## Document segment
--- START ---

This is just a brief note to myself to archive, well, what amounts to a single command that processes an audio file, but to stand as a placeholder for an interesting topic that I know virtually nothing about. 🙂
Here’s the basic idea: Amateur radio SSB communications are limited to narrow bandwidths (around 2.7khz is considered fairly typical). Unlike in conventional recording where fidelity might be desired, what is desired in amateur communications is to maximize the ability for you to understand the voice. Therefore, it’s fairly common for rigs to employ some kind of speech processing circuitry to modify the incoming voice signal to maximize its legibility. Often this is some hardware inside your rig, but it’s not unheard of for this functionality to be provided via software, either running on an embedded processor in your transceiver, or even as an external process running on your computer.
I was interested in trying to sort out what kind of processing was needed. It seemed to me that there were several components.
- Resample the audio down to a lower sample rate (say around 8khz)

--- END ---

## Data under study
--- START ---

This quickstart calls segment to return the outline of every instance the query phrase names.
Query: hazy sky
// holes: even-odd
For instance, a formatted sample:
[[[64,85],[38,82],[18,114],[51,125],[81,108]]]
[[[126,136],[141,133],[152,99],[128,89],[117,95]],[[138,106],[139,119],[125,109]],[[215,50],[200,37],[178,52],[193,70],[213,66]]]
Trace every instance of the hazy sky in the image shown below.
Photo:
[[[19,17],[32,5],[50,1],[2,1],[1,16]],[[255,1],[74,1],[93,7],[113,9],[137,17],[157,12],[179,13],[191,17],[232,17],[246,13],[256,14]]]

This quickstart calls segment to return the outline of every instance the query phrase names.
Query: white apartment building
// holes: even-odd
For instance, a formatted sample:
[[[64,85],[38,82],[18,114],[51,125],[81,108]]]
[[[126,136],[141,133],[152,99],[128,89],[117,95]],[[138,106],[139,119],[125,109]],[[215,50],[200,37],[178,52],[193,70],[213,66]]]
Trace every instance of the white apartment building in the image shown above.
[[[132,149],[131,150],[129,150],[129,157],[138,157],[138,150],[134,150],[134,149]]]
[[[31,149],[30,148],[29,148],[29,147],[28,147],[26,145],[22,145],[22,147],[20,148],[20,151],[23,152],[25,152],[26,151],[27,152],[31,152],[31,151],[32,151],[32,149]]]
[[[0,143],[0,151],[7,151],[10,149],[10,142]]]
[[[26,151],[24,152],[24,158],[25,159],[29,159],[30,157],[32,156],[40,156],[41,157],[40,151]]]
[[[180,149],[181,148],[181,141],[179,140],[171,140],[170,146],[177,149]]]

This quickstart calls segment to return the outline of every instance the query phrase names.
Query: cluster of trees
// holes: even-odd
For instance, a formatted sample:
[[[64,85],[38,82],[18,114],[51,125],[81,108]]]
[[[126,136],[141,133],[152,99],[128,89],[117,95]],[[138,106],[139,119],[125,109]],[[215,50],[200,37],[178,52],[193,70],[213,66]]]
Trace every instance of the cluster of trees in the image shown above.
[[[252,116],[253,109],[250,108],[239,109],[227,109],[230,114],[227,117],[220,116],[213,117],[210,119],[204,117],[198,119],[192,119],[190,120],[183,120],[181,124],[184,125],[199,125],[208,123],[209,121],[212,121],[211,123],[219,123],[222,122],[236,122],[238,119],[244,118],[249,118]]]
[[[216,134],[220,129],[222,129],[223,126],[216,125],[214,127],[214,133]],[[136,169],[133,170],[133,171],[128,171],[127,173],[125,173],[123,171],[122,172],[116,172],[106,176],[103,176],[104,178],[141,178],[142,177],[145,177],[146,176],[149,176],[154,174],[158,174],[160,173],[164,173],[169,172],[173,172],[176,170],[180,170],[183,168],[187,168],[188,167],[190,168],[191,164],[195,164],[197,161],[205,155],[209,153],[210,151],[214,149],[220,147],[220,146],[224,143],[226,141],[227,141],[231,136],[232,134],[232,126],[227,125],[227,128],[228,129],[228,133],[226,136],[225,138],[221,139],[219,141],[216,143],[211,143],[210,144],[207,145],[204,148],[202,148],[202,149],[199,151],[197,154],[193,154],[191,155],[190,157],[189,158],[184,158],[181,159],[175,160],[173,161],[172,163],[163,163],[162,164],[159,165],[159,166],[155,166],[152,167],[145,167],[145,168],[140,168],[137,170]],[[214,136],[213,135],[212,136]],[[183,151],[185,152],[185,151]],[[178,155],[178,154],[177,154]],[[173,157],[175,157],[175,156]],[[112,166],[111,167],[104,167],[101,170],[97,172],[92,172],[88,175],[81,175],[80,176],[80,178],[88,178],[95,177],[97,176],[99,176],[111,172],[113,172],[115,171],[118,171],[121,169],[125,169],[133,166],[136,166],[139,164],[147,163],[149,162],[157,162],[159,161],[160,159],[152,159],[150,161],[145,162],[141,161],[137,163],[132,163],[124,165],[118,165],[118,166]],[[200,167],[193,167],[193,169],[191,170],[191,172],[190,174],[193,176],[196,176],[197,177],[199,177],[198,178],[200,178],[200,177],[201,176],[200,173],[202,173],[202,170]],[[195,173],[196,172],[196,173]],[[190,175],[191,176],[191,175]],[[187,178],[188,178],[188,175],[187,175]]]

--- END ---

## Activity 1
According to the note on speech processing for amateur radio, what bandwidth is considered fairly typical for SSB communications?
## Activity 2
Write the next part of the note on speech processing for amateur radio, following on from its last line.

## Expected output 1
Around 2.7 kHz.

## Expected output 2
- Bandpass filter the audio. My voice is fairly deep, but the frequencies below about 300hz aren’t very important for legibility. Wasting energy by sending them is probably misguided. Similarly for frequencies above 2700Hz or so, not for legibility, but because we don’t want our signals to be wide.
- We want to have some kind of a “noise gate”. Background noise should drop out entirely.
- Companding. We want lots of power to be placed in all the places where the noise gate isn’t on.
To prototype this idea, I recorded some audio (on my iPhone, it was convenient):
CQ from K6HX at 44.1Khz, 16 bit stereo sound, no processing…
I then used the audio “swiss army knife”, sox to process this sound using the following command:
sox memo.wav -r 8000 -c 1 compand.wav \
highpass 300 lowpass 2400 \
compand 0.1,0.1 -60,-60,-40,-10,-20,-8,-10,-6,-6,-5,-3,-3 -6 \
The command is a bit cryptic, but here’s the explanation. It specifies the input as being memo.wav, and the output will be compand.wav, resampled to 8khz and only one channel. The rest of the command specifies some processing to be done. The highpass and lowpass commands are there to trim the audio spectrum (I couldn’t remember how to specify bandpass filters with sox, but this works), followed by a “compand” function, which specifies attacks and decays at 0.1 seconds, followed by a list of gains. Each pair specifies an input power in db and an output power. Hence, -60db signals get mapped to -60db, but -40db signals get boosted to -10, -20 to -8, and so on. The overall signal is reduced by six db to avoid clipping. The polyphase command specifies a reasonably high quality rate converter to be used to downsample to 8khz.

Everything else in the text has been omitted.